#### What you need to do:
1. Extract the passage from the thread about the lightbulb riddle that runs from "https://puzzles.nigelcoldwell.co.uk/seven.htm" to "time as well.".
2. Write what comes next in the thread about the lightbulb riddle, picking up after its final sentence.
Supplied text Start Marker
Hacker News new | ask | show | jobs
by stubybubs 940 days ago
I gave it the three lightbulbs in a closet riddle.

https://puzzles.nigelcoldwell.co.uk/seven.htm

The key complication is "once you've opened the door, you may no longer touch a switch." It gets this. There are many examples of it written out on the web. When I give it a variation and say "you can open the door to look at the bulbs and use the switches all you want" and it is absolutely unable to understand this. To a human it's simple: look at the bulbs and flick the switches. It kept giving me answers about using a special lens to examine the bulbs, using something to detect heat. I explained it in many ways and tried several times. I was paying for GPT-4 at the time as well.

I would not consider this thinking. It's unable to make this simple abstraction from its training data. I think 4 looks better than 3 simply because it's got more data, but we're reaching diminishing returns on that, as has been stated.

1 comments

GPT-4 on platform.openai.com says this on the first try:

Switch on the first switch and leave it on for a few minutes. Then, switch it off and switch on the second switch. Leave the third switch off. Now, walk into the room.
Supplied text End Marker
Given data Start Marker
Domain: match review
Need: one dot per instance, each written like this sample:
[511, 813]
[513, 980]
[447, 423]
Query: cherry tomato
Given data End Marker
Given data Start Marker
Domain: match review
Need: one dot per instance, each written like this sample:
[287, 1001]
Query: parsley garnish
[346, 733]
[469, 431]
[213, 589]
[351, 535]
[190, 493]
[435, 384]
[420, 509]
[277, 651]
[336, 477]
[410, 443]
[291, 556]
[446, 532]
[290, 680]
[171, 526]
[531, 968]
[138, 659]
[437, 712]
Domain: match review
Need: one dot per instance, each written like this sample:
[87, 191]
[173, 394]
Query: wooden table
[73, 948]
Given data End Marker
#### Replies:
1.
https://puzzles.nigelcoldwell.co.uk/seven.htm

The key complication is "once you've opened the door, you may no longer touch a switch." It gets this. There are many examples of it written out on the web. When I give it a variation and say "you can open the door to look at the bulbs and use the switches all you want" and it is absolutely unable to understand this. To a human it's simple: look at the bulbs and flick the switches. It kept giving me answers about using a special lens to examine the bulbs, using something to detect heat. I explained it in many ways and tried several times. I was paying for GPT-4 at the time as well.

2.
The bulb that is on corresponds to the second switch. The bulb that is off and still warm corresponds to the first switch because it had time to heat up. The bulb that is off and cool corresponds to the third switch, the one you never turned on.

GPT-4-0314: 1. Turn on the first switch and leave it on for about 5 minutes. 2. After 5 minutes, turn off the first switch and turn on the second switch. 3. Open the door and enter the room.

Now observe the lights: - The bulb that is on is connected to the second switch (which is currently on). - The bulb that is off but warm to the touch is connected to the first switch (it was on long enough to heat up the bulb). - The bulb that is off and cool to the touch is connected to the third switch (it was never turned on).

----

But– It's also trained on the internet. GPT-4 paper 'sparks of AGI' had a logical puzzle it most likely never encountered in the training data that it could solve.

Also– I encourage you to ask these types of logical puzzles on the street to rando's. They're not easy to solve.

My question to you would be: What would convince you that it actually can 'think' logically?

I think your comment misunderstands the comment you're responding to.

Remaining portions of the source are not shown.